**WHAT TO PRODUCE:**
Word for word, transcribe the records that follow.

*** Begin section ***

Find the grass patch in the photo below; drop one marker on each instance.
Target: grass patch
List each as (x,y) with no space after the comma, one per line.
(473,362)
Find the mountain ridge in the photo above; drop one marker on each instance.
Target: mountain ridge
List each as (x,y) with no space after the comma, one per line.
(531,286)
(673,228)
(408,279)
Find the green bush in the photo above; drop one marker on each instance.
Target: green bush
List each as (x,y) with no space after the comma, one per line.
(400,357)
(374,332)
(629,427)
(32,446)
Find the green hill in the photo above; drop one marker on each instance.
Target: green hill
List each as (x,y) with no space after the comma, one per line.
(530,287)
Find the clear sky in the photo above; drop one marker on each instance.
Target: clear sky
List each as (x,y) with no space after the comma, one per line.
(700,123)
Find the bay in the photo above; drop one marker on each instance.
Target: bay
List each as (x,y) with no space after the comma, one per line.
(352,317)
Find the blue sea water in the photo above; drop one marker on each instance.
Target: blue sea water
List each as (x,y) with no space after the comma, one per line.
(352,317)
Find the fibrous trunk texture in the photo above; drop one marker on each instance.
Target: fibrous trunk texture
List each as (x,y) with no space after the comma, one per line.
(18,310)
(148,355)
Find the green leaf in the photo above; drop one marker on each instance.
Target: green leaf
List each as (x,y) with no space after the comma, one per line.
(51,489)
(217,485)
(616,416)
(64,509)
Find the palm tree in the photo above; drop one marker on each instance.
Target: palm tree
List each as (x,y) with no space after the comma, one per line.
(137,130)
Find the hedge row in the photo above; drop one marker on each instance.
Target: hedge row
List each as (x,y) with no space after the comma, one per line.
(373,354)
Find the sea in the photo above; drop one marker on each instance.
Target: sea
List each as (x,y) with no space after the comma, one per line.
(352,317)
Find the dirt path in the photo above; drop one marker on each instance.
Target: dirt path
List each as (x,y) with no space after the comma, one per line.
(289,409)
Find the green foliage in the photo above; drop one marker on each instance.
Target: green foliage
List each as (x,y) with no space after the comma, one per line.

*** End section ***

**TASK RESPONSE:**
Find the grass patch in the photo below; drop one marker on each instance.
Target: grass patch
List each as (x,y) with no space after the comma, one per line.
(473,362)
Find the mountain ridge in the photo above; drop one marker on each instance.
Target: mountain ridge
List each as (x,y) with no space after the comma, one per line.
(531,286)
(673,228)
(408,279)
Find the green bush in the photo above; drop one marker on each instance.
Target: green bush
List each as (x,y) with no space after the comma, one per line.
(400,357)
(374,332)
(629,427)
(32,446)
Find the green hill in the photo above; drop one marker on each instance.
Target: green hill
List each as (x,y) with no space after the comma, one per line.
(530,287)
Find the clear sky in the photo above; drop one marker on each instance.
Target: clear sky
List each as (x,y) with no space after the comma, one per line.
(700,123)
Find the bay in the photo above; drop one marker on each instance.
Target: bay
List each as (x,y) with no space after the comma, one per line.
(352,317)
Find the blue sea water in the photo above; drop one marker on each instance.
Target: blue sea water
List each as (x,y) with no space after the comma, one per line.
(352,317)
Find the fibrous trunk texture in the photo above; drop one marker on each instance.
Target: fibrous trunk texture
List each as (x,y) with no space after the comma, one per line.
(18,310)
(148,355)
Find the green leaf in the photo above; drop one marker on each instance.
Target: green leaf
List each as (x,y) with no space after the comma, one per line.
(51,489)
(217,485)
(616,416)
(64,509)
Find the palm tree in the photo above; drop one marker on each instance.
Target: palm tree
List each as (x,y) with no space after the comma, one per line.
(137,130)
Find the hedge row in the photo above; drop one marker on each instance.
Target: hedge row
List each as (x,y) with no space after the comma, one per line.
(373,354)
Find the sea in the photo above; drop one marker on each instance.
Target: sea
List each as (x,y) with no space after the comma, one per line.
(352,317)
Find the dirt path in the photo above; drop one marker on each instance.
Target: dirt path
List each as (x,y) with no space after the comma, one per line.
(289,409)
Find the green foliage in the photo above; drop one marker on each instance.
Target: green foliage
List each as (x,y) with no space after the comma, one per line.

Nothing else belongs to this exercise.